[Work item] Find where "Q: In the photo above, mark the tree" appears in the entries below. That line and all lines after it, through the last, are to be duplicated exactly, with nothing else.

=== Records provided ===

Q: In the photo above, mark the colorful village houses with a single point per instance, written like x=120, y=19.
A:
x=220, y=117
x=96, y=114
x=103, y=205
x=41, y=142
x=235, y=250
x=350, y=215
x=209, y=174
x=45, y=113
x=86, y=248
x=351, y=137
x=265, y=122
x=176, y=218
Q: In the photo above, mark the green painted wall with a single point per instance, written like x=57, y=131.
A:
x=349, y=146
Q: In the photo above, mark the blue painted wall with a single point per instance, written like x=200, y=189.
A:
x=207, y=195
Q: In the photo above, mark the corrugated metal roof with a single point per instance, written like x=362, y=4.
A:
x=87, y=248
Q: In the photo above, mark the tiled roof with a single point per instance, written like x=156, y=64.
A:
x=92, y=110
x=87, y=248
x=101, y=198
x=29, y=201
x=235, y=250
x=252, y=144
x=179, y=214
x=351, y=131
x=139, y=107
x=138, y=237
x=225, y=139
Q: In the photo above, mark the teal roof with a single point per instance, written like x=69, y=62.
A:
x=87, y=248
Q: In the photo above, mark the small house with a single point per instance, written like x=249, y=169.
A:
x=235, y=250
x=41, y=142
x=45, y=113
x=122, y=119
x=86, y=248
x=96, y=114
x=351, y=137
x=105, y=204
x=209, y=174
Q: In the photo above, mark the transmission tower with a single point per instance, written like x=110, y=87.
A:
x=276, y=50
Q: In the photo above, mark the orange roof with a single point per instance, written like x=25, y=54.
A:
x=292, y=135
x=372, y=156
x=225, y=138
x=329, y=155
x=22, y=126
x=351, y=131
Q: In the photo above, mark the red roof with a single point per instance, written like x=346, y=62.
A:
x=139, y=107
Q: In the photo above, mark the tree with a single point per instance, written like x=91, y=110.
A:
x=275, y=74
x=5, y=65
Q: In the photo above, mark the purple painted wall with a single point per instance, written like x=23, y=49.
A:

===

[Written answer]
Q: In the photo above, mark the tree with a single point per instance, written like x=91, y=110.
A:
x=275, y=74
x=5, y=65
Q: In the photo above, mark the purple painted wall with a single point per instance, written like x=23, y=49.
A:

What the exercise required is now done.